Photo-based referring expression data
• • • • •
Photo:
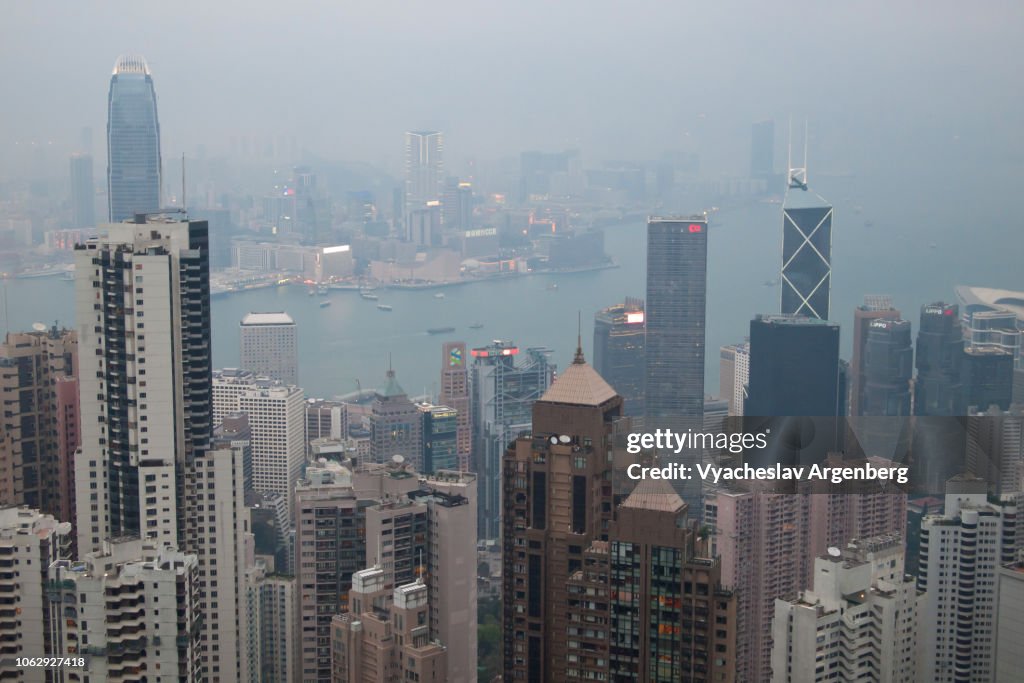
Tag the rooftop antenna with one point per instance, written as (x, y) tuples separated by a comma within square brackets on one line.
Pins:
[(183, 205)]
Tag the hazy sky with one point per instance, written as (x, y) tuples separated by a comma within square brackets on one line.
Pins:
[(624, 80)]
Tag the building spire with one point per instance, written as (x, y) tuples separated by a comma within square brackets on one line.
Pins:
[(579, 359)]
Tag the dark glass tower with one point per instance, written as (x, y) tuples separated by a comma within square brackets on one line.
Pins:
[(133, 166), (619, 351), (795, 368), (888, 369), (806, 252), (940, 342)]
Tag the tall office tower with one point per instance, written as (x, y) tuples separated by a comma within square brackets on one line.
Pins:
[(558, 501), (424, 167), (33, 458), (1009, 622), (384, 638), (734, 376), (677, 300), (763, 150), (619, 351), (127, 608), (858, 622), (806, 249), (270, 632), (83, 193), (455, 392), (762, 541), (995, 449), (278, 422), (503, 399), (794, 367), (962, 551), (133, 163), (269, 346), (142, 310), (876, 307), (395, 425), (409, 525), (30, 542), (937, 389), (440, 437), (987, 374)]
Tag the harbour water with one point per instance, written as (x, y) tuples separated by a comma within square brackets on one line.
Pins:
[(348, 343)]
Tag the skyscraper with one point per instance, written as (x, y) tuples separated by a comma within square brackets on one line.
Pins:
[(269, 346), (424, 168), (937, 390), (677, 300), (794, 367), (133, 163), (962, 551), (858, 622), (455, 393), (34, 461), (619, 351), (83, 193), (888, 367), (503, 398), (873, 308), (806, 249)]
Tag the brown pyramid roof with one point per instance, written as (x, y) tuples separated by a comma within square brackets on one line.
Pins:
[(654, 495)]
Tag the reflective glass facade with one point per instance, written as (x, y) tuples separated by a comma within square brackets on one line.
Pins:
[(132, 141)]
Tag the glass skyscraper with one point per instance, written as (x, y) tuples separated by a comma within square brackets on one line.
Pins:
[(806, 252), (133, 168)]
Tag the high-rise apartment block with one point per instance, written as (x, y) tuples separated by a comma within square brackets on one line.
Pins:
[(125, 609), (734, 376), (39, 423), (276, 422), (455, 393), (269, 346), (620, 354), (133, 166), (30, 542), (385, 636), (504, 392), (962, 551), (858, 622), (142, 313)]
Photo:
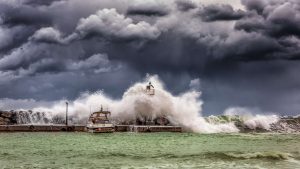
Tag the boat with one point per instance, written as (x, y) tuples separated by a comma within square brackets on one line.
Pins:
[(99, 122)]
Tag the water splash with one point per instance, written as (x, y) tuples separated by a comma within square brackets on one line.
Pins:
[(184, 109)]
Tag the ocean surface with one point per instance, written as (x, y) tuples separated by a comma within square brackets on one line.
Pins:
[(149, 150)]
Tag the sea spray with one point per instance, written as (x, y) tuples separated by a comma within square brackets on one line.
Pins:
[(184, 109), (252, 118)]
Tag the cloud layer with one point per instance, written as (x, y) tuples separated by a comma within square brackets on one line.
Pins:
[(245, 52)]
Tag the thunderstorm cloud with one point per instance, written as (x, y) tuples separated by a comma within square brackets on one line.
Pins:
[(242, 52)]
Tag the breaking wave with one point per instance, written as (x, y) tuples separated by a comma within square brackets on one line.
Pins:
[(183, 110)]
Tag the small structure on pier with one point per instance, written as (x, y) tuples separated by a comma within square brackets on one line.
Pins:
[(99, 122), (150, 89)]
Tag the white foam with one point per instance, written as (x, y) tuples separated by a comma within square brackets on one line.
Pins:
[(184, 109)]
• • • • •
## Task item
In the data above, find each line that uses the string "skyscraper". Copy it.

## Solved exercise
Tag the skyscraper with one point per instance, written as (x, y) tuples separated by a comma within square brackets on one line.
Tag the glass skyscraper with one point per instance, written as (x, y) tuples separated by a comma within square brackets on one line.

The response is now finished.